Available data:
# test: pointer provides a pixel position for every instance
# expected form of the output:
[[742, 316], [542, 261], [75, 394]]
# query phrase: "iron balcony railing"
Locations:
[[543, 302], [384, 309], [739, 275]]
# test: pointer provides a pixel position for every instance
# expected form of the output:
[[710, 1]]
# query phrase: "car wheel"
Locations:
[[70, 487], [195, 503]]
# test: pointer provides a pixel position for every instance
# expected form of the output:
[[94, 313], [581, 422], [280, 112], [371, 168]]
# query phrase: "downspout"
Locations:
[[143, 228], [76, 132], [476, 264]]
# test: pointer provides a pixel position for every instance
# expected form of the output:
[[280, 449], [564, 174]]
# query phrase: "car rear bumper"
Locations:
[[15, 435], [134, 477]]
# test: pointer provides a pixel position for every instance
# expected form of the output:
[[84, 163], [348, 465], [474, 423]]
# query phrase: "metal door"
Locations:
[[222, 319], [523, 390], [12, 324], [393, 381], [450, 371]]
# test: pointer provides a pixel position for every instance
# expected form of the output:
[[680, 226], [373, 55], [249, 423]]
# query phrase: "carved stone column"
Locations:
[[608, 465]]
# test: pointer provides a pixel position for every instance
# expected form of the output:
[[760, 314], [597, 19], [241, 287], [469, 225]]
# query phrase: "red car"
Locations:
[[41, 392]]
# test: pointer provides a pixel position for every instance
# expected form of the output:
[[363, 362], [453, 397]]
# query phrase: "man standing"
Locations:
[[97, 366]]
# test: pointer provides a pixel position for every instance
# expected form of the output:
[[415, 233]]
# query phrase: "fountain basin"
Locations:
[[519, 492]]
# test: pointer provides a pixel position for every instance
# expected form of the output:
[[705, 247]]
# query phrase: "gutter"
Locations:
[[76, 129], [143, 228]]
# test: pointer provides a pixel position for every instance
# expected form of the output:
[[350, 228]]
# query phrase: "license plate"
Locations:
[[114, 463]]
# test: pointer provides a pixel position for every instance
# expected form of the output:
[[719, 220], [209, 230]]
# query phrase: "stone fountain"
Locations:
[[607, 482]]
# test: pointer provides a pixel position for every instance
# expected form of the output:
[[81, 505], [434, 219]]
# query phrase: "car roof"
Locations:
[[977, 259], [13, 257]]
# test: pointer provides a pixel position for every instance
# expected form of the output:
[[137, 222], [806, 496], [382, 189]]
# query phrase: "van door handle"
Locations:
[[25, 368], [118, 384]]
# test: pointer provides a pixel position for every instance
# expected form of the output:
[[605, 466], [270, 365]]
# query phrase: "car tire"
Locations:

Exercise directions: Filter the entries down to the lines holding the string "door". Copy each of those lines.

Solution:
# query phrase: "metal door"
# query phrase: "van door handle"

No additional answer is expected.